◆ DESCRIPTION OF THE TASK ◆
Turn the records below into a numbered list, skipping any blank lines. Leave the pictures out.

··· DATA ROWS

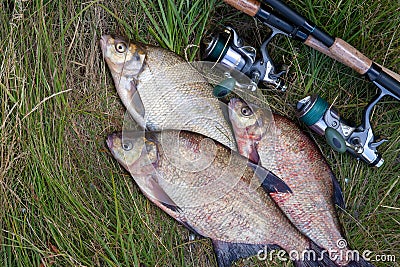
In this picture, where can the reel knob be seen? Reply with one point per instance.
(335, 140)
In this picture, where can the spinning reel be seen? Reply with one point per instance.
(323, 119)
(228, 49)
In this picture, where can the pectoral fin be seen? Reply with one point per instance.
(229, 252)
(337, 193)
(269, 181)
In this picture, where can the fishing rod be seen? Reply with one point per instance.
(312, 110)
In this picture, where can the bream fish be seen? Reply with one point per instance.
(213, 191)
(162, 91)
(282, 147)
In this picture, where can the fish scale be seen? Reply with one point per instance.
(298, 161)
(237, 214)
(173, 94)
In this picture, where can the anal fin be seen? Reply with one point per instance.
(227, 253)
(337, 193)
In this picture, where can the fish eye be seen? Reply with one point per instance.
(127, 146)
(246, 111)
(120, 47)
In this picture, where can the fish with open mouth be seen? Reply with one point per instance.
(162, 91)
(294, 157)
(213, 191)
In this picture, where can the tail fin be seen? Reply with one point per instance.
(316, 257)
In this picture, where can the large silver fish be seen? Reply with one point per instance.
(162, 91)
(296, 160)
(212, 191)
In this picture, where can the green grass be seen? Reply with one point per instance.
(64, 200)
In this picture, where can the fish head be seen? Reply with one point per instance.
(124, 58)
(133, 151)
(247, 119)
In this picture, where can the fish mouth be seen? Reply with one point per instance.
(110, 139)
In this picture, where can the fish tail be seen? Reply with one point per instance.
(315, 257)
(360, 262)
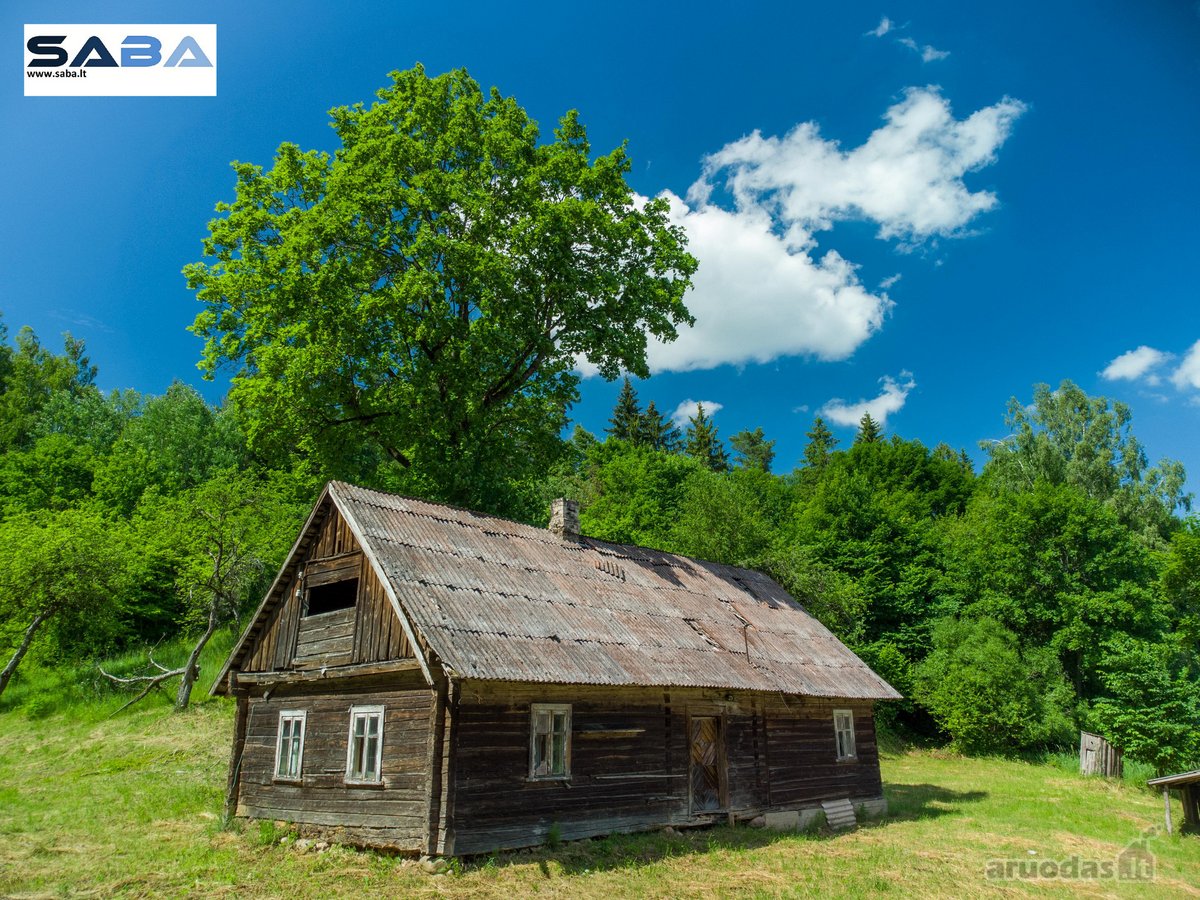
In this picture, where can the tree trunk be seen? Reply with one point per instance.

······

◆ THE SOLUTION ◆
1. In this picture, where can the reel knob be seen? Reply with one point per instance.
2. (335, 140)
3. In this picture, where can the spinning reel be seen? Reply with one point per instance.
4. (323, 119)
5. (228, 49)
6. In this picture, where can the pectoral fin be seen? Reply with one point per instance.
7. (229, 252)
8. (337, 193)
9. (269, 181)
10. In this picture, where can the fishing rod be seen? Reply with one point per instance.
11. (312, 110)
12. In this picture, where can the bream fish be seen? Reply with one point per instance.
13. (213, 191)
14. (162, 91)
15. (282, 147)
16. In this picture, where can the fish scale be seen? Reply with one point per instance.
17. (298, 161)
18. (237, 214)
19. (173, 94)
20. In this picture, where can the anal fin be seen? Reply with one point per instance.
21. (227, 253)
22. (337, 193)
23. In this picture, where can the fish eye be seen? Reply with one point per instance.
24. (127, 146)
25. (246, 111)
26. (120, 47)
27. In this picture, where can the fish with open mouth be seen? Reply with one point per instance.
28. (162, 91)
29. (294, 157)
30. (213, 191)
31. In this picture, where can the tail fin be seen? Reply with one point per instance.
32. (316, 257)
33. In this picture, where can the large silver fish be seen? Reply with one point per instance.
34. (162, 91)
35. (296, 160)
36. (212, 191)
37. In this picture, where can the green grass be seen? Reply with one point per instance.
38. (64, 200)
39. In this picture, where can the fish head be seen? Reply with one point per instance.
40. (124, 58)
41. (133, 151)
42. (247, 119)
43. In this picture, where can the fish mouth be seen? Reply with one point per instance.
44. (110, 139)
45. In this picture, where can the fish tail be seen? Reply with one point per instance.
46. (315, 257)
47. (360, 262)
48. In this picture, where can the tree trunk be seen? Reply with one point per instance.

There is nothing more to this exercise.